Task details: Continue the piece about recovery habits and obsessive thinking, picking up after its last sentence.

Document excerpt:
Content starts

Along those lines, I suggest your mornings to be spent with a chavrusa as early as possible for a few minutes before shacharis in the same shul every day so you have a routine. Davening with the same group of guys so you can daven for them is very, very helpful. The nameless, faceless minyan factory is almost as bad as the closet, for me. The connections early in the morning help people like us, a lot. I have a short chavrusa with another recovering pervert in the morning before shacharis. It's a good thing. And we actually
learn (when we are both there at the same time!) :
.
2- Minimize the time you spend thinking. Mulling things over while you drive, daven, walk places, talk with someone else, are going to sleep...is usually a bad idea. We are never more alone and isolated than when we are deep inside our our thoughts. And they are usually just obsessions, obsessions, obsessions. Replaying stuff, worrying, gnawing thoughts about matters we are not yet willing to actually
do antything
about....
We need to have something else to do than think our useless and obsessive thoughts. Praying to and talking to our own G-d and
really talking to people, are therapeutic. Even
thinking about what it is that I am doing right now is a great alternative to the usual stewing and gnawing obsession, that is so typical for us. They say that someone once asked the Kotzker what he should be willing to actually give his life up for. The Kotzker told him, "Whatever you are doing right now." Real life should be one in which we are connected to (that means
loving) what we are doing - cuz it is supposed to be precious to us. Right now.

Content ends

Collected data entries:

Content starts

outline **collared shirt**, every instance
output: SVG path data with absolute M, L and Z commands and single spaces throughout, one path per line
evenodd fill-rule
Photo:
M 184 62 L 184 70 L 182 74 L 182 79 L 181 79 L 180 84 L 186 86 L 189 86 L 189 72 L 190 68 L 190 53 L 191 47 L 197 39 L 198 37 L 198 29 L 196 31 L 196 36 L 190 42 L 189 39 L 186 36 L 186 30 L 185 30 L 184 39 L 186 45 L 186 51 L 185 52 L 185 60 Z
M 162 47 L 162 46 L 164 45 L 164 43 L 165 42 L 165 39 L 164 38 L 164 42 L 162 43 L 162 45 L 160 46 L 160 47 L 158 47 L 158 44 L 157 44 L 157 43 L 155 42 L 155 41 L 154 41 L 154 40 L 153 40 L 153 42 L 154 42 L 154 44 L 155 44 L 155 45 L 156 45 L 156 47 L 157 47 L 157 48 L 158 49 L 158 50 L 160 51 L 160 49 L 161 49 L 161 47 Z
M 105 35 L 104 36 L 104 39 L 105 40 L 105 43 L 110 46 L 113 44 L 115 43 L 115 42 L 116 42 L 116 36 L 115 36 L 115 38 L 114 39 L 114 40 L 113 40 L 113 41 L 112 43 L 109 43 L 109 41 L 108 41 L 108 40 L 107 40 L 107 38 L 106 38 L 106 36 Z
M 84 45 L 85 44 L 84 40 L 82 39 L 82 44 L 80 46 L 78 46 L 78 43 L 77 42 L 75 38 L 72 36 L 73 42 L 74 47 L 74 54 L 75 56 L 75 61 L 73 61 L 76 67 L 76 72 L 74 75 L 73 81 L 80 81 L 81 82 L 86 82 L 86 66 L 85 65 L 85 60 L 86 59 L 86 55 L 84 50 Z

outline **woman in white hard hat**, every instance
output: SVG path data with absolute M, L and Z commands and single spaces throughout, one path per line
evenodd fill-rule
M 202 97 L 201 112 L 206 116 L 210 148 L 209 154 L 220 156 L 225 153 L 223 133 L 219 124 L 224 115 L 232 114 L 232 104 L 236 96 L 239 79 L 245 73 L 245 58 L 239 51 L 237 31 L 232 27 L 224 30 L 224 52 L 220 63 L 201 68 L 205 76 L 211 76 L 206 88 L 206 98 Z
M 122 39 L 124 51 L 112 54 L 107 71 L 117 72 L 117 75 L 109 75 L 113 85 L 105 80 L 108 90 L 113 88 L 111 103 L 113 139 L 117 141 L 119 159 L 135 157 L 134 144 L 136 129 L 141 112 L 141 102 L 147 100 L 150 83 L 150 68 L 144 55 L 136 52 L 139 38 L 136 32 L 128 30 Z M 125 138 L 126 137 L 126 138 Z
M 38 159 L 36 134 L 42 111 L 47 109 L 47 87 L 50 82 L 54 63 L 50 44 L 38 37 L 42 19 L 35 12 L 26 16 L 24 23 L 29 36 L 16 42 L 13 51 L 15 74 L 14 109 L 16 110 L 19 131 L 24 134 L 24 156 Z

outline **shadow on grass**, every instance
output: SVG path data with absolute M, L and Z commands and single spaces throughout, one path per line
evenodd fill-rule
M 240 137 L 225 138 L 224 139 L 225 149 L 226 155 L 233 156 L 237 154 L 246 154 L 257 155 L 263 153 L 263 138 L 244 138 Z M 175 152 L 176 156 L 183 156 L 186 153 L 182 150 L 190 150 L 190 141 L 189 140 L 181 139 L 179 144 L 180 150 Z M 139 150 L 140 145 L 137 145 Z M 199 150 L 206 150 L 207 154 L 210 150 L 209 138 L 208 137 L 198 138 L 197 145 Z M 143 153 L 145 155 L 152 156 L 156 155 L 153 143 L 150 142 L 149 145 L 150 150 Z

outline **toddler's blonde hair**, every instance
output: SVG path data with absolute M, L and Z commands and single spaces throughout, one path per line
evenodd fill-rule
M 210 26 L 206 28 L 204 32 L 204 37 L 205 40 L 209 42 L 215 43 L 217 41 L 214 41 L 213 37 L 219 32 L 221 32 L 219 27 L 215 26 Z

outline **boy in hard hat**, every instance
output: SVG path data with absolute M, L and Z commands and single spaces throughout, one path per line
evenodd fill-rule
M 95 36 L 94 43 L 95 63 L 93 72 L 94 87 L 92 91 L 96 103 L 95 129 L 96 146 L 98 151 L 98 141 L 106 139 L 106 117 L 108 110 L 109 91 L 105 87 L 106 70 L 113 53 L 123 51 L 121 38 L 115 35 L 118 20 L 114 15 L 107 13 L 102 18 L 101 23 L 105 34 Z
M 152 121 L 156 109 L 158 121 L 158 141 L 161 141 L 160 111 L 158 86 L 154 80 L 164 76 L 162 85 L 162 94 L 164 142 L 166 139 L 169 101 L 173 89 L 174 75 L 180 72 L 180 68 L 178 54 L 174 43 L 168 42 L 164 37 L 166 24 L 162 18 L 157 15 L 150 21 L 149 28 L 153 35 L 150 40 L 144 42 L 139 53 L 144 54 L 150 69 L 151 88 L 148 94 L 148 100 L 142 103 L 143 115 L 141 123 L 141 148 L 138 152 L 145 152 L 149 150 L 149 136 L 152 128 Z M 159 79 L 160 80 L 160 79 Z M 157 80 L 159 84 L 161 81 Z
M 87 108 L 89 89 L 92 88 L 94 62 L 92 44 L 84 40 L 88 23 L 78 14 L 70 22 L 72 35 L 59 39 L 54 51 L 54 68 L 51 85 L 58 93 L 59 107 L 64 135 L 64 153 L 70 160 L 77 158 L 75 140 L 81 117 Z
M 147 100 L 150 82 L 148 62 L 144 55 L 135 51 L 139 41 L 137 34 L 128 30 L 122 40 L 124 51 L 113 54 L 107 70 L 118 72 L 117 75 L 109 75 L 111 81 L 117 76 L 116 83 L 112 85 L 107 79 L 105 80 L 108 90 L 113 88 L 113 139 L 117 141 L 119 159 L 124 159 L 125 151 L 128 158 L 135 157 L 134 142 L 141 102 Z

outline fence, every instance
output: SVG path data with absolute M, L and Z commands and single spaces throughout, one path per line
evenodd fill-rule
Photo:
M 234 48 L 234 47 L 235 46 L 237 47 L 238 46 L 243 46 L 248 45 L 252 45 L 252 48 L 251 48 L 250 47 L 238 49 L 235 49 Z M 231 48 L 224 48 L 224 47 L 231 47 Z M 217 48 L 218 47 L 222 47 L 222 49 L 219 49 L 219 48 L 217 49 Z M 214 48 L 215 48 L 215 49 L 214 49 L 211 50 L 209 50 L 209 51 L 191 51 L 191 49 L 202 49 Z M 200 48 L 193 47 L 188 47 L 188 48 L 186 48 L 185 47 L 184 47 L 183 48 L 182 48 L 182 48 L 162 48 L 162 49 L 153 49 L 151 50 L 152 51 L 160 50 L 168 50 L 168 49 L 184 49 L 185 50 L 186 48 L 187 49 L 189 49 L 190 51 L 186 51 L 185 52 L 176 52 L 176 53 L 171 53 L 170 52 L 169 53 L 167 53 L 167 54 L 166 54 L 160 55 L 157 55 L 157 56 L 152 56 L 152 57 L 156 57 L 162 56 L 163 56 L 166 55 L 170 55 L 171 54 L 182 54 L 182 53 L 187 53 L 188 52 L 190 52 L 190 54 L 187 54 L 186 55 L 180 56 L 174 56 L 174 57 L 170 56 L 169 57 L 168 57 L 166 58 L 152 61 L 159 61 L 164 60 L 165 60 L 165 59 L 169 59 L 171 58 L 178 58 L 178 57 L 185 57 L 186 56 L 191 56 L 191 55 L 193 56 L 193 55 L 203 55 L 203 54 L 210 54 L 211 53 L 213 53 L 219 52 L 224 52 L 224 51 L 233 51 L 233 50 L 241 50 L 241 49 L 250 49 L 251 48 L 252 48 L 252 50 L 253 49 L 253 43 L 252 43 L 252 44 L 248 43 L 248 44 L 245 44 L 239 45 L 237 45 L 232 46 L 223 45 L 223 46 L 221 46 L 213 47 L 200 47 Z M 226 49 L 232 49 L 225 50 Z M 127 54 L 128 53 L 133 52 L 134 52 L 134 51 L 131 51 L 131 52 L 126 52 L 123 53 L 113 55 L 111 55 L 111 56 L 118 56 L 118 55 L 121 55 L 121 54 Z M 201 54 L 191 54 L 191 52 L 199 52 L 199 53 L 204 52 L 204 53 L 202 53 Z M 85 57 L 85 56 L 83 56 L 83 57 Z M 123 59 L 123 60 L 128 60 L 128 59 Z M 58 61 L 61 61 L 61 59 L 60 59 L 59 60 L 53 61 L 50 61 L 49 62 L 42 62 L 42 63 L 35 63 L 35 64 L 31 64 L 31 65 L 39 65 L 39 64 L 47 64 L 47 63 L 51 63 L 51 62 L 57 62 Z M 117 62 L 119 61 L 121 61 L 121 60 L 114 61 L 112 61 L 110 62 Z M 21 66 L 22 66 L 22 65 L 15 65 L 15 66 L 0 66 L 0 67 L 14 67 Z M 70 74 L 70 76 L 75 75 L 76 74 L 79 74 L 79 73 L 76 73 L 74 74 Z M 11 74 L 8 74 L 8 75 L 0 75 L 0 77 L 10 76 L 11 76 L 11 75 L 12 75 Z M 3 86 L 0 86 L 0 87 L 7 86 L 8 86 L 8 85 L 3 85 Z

Content ends

Response to this exercise:
Obviously, any guy (like I can be) who can be on the way to the
supermarket, see a pretty woman and go and follow her like it is real important, drooling - does
not appreciate the value of going to the supermarket and buying food to eat. Any guy (like I can be) who can be studying for a test and get distracted by a thought of "Hey, wonder who is
really pretty on the internet, right now?" and just go check it out...back at athe races - does not appreciate the value of studying for a test. It's precious! What we are doing
is precious. There is eternal value in it - Rav Noach, zt"l always talked about how that is just basic yiddishkeit, not 'madreigas'.
That's also the fruit of recovery. For an addict, it is just the
entranceway in the lobby - the bottom floor. It's part of his 3rd step (see AA's 12&12 on it).
3- Give up at least a bit on perfectionism.
Especially in recovery, yiddishkeit, and marriage, I need to surrender my goofy and childish perfectionistic expectations. It kills me. We need to be allowed to screw up here and there - be honest and
open about it,
and go on. All I need to do - all we
can do - is keep trying to do the next right thing - not to "
be good", or to "
be recovered".
4- Don't take unsolicited, free advice from strangers.